=== Material provided ===
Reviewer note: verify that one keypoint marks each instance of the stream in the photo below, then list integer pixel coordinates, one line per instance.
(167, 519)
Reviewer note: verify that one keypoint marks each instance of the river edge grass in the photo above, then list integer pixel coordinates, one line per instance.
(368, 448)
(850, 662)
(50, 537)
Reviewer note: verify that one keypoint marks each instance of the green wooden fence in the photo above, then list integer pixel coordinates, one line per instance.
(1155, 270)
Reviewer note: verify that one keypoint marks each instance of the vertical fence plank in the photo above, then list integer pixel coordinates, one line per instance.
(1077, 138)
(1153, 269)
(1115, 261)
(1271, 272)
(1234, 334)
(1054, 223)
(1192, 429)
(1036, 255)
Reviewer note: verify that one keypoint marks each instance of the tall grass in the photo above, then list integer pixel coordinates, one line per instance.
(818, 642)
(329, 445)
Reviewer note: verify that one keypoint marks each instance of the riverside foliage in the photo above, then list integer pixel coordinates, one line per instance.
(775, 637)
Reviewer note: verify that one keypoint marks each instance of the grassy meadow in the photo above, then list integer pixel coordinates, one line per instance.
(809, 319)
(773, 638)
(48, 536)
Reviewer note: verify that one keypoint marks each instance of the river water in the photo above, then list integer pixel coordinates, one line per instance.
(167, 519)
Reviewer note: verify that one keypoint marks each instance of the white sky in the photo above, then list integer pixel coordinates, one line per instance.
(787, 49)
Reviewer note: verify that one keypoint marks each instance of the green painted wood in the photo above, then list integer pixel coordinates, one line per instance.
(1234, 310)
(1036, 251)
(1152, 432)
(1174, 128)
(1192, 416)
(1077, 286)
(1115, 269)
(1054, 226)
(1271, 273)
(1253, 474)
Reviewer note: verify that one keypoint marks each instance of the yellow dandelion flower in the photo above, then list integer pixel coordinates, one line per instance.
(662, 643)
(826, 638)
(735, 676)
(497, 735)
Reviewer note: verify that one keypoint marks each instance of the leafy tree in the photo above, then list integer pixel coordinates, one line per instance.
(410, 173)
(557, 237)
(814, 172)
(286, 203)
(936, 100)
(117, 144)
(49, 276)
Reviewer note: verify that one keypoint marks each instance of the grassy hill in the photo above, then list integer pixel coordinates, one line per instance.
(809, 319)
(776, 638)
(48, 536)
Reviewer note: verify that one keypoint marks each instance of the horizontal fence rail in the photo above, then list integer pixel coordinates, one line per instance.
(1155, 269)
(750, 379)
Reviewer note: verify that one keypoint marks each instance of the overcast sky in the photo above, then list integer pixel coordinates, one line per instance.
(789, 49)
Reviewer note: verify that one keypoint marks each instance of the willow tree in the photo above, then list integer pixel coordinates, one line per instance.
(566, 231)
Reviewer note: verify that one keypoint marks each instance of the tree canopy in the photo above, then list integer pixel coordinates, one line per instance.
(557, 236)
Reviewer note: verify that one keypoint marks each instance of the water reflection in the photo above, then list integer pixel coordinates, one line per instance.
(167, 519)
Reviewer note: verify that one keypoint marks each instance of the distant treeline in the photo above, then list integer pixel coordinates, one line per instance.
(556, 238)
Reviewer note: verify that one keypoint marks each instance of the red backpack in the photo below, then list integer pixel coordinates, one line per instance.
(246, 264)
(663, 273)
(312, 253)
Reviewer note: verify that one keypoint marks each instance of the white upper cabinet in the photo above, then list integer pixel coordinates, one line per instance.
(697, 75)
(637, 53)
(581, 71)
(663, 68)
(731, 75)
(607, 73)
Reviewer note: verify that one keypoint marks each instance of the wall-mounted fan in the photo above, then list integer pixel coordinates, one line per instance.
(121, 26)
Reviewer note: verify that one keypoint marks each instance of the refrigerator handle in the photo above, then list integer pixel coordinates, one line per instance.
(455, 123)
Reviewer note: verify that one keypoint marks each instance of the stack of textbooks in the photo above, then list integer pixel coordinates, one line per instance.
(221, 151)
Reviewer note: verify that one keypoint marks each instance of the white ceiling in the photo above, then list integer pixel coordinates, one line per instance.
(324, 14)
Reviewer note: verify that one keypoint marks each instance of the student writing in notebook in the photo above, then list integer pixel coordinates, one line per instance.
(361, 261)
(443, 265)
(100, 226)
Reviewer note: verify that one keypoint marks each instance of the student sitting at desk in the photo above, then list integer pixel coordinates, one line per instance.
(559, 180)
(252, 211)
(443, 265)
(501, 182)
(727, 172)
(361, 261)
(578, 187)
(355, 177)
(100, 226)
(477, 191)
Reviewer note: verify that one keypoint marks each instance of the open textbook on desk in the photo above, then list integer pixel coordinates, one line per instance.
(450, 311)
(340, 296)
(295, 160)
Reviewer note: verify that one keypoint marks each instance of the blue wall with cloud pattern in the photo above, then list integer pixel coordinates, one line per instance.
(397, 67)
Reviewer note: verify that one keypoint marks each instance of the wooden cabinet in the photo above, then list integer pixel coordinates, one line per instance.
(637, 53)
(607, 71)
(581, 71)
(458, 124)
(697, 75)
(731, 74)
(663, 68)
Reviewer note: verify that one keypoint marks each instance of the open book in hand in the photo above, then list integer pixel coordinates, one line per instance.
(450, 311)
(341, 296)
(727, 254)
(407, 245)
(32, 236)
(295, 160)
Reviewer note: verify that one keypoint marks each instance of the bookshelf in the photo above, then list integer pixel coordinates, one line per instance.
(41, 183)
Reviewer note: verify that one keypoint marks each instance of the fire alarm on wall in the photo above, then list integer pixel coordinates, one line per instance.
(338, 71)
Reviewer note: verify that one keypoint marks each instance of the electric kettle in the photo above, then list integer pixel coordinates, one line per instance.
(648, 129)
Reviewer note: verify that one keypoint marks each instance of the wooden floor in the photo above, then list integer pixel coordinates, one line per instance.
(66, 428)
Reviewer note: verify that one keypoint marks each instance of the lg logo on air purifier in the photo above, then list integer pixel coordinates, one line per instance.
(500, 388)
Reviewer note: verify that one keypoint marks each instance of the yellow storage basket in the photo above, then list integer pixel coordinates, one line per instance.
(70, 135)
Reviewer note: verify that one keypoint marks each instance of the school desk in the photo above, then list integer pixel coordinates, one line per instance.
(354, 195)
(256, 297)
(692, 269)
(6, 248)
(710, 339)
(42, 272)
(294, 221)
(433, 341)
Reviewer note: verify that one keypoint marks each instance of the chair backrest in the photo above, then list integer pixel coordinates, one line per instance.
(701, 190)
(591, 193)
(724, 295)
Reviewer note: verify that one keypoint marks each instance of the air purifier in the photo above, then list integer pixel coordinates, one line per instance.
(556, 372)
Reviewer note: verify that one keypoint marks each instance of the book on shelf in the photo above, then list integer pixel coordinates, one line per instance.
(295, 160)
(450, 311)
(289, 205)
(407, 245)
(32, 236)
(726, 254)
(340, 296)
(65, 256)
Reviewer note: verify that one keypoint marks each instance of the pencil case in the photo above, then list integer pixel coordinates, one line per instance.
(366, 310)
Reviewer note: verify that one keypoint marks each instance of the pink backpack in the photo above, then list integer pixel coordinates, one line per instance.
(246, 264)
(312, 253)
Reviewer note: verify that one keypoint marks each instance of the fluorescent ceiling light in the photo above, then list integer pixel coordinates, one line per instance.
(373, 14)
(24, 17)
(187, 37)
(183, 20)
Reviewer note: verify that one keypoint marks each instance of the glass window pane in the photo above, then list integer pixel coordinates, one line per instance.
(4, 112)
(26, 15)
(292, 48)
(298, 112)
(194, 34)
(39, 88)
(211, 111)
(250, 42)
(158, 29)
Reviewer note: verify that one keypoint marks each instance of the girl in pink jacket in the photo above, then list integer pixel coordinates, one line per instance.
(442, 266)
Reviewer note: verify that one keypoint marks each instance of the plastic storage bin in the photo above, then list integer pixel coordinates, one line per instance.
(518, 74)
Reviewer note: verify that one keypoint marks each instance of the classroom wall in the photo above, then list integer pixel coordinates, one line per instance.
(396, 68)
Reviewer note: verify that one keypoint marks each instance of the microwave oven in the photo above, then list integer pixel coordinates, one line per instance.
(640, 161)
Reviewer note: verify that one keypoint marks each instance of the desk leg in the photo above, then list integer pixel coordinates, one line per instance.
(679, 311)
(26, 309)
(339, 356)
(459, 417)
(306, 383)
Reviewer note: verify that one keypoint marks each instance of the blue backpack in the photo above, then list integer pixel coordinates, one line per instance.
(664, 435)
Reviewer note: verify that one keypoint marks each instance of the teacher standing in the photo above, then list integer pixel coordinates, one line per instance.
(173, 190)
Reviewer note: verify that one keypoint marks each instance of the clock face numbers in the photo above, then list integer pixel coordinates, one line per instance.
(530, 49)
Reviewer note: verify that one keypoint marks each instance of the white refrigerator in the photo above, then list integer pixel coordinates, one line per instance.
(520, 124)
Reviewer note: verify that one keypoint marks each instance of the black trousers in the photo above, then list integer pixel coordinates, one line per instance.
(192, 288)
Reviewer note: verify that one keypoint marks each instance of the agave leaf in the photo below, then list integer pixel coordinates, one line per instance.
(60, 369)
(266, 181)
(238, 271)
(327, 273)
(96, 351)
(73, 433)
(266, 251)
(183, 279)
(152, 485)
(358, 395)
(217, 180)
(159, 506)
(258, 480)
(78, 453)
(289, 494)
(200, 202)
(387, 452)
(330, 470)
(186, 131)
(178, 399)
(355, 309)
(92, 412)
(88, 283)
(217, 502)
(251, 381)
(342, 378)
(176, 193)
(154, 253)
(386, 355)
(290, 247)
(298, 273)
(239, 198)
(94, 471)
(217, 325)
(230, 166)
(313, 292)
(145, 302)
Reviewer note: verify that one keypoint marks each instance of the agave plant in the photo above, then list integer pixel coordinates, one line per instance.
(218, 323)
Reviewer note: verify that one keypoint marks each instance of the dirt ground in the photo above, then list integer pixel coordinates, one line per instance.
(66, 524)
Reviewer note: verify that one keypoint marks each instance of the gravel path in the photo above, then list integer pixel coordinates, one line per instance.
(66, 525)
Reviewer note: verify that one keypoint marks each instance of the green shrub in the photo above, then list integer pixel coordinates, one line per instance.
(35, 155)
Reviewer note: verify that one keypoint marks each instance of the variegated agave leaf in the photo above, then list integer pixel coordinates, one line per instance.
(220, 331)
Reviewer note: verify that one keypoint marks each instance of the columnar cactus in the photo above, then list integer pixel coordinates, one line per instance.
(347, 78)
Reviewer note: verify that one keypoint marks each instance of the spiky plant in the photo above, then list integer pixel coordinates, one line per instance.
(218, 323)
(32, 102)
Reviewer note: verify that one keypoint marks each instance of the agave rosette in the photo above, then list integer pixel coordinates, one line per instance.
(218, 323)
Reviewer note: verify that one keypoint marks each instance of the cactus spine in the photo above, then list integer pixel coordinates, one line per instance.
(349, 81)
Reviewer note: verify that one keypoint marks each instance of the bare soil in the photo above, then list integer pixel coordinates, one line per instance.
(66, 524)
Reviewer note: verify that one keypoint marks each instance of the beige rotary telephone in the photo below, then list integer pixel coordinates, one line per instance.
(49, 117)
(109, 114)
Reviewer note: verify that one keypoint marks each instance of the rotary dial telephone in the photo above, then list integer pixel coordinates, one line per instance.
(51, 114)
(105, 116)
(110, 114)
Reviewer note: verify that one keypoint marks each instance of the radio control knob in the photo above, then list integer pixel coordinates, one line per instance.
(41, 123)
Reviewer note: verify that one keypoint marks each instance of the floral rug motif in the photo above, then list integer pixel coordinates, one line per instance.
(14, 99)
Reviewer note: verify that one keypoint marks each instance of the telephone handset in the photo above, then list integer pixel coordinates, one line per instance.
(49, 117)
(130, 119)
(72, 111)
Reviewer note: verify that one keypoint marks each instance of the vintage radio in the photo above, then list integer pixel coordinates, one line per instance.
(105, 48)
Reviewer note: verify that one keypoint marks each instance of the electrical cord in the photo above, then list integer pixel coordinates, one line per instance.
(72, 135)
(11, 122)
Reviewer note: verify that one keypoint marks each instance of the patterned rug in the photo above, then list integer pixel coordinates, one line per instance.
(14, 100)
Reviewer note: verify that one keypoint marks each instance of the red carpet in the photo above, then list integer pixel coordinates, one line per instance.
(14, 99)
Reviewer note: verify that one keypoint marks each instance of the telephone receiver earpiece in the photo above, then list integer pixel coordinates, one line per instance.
===
» **Task to carry out**
Copy every line of the data from its start through the line containing "(1155, 270)", keeping all wording unchanged. Multiply each coordinate in the answers by 2.6, rounding to whole numbers with halves going up.

» **Task result**
Reviewer note: verify that one keypoint marks each instance of the stream in the photo below, then list integer pixel coordinates, one line per instance.
(434, 1349)
Reviewer note: verify that one keypoint marks each instance of the river edge grass in the photo above, then list integer pixel coordinates, one line per instance.
(957, 1165)
(2210, 1721)
(130, 1396)
Reviewer note: verify that one keypoint marks each instance of the green wooden fence in the photo above, then list integer pixel coordinates, one line per instance.
(3003, 702)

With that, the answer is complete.